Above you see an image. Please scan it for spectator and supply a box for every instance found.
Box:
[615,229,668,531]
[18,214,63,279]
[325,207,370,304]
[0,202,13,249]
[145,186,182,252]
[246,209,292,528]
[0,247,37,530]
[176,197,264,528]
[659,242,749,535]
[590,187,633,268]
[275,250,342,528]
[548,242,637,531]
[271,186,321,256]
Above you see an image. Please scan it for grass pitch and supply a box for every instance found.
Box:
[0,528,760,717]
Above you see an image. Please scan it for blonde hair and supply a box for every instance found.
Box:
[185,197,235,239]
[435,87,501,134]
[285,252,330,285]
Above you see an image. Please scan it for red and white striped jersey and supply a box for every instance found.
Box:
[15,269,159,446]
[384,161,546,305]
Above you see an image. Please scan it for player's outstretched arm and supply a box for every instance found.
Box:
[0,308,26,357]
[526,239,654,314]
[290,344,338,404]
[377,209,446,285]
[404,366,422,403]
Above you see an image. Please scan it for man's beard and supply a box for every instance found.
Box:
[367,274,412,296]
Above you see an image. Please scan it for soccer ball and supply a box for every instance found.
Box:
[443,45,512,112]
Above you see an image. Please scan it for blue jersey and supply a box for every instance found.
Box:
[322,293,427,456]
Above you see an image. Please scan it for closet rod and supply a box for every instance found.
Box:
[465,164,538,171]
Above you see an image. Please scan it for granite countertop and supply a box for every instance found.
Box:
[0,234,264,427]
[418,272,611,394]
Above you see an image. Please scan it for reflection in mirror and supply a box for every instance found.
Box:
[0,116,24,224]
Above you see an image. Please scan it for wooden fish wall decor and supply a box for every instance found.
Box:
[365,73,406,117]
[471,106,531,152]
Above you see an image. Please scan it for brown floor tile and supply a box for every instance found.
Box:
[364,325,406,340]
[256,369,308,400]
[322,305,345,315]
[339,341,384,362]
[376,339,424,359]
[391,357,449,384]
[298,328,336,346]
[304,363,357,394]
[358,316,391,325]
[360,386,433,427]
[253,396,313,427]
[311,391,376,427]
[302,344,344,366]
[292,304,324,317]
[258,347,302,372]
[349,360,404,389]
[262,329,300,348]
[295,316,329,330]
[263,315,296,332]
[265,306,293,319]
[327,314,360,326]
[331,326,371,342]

◆ ◆ ◆ ◆ ◆ ◆ ◆

WORK TO DO:
Can you reproduce word for word the lines starting with the one that contains "Above you see an image. Please scan it for man's" and going on through the last line of the material?

TASK SOLUTION:
Above you see an image. Please scan it for man's beard and supply a box for every instance found.
Box:
[367,274,412,296]
Above you see an image. Please scan it for soccer ball and supply a box for every instance found.
Box:
[443,45,512,112]
Above you see an image. Please scan it for blue jersey and supply a box for every instance found.
Box:
[322,293,427,456]
Above you see an image. Please scan it for closet rod and supply a box for every instance found.
Box:
[465,164,538,171]
Above you see an image. Please scan it for granite countertop and supply a box for every instance found.
Box:
[0,234,264,427]
[418,272,611,394]
Above you see an image. Please scan it for reflection in mirror and supply a box for every instance found.
Box:
[0,116,24,224]
Above you see an image. Please scan it for wooden fish wall decor and supply a box for every instance found.
Box:
[365,73,406,117]
[471,106,531,152]
Above you see an image. Please scan it for brown floor tile and supply a box for every instance found.
Box:
[364,325,406,340]
[256,369,308,400]
[322,305,345,315]
[339,341,384,362]
[376,339,424,359]
[391,357,449,384]
[298,328,336,346]
[304,363,357,394]
[358,316,391,325]
[360,386,433,427]
[253,396,313,427]
[311,391,376,427]
[302,344,344,366]
[292,304,324,317]
[258,347,302,372]
[349,360,404,389]
[262,329,300,348]
[295,316,329,330]
[263,315,296,332]
[265,306,293,319]
[327,314,360,326]
[331,326,371,342]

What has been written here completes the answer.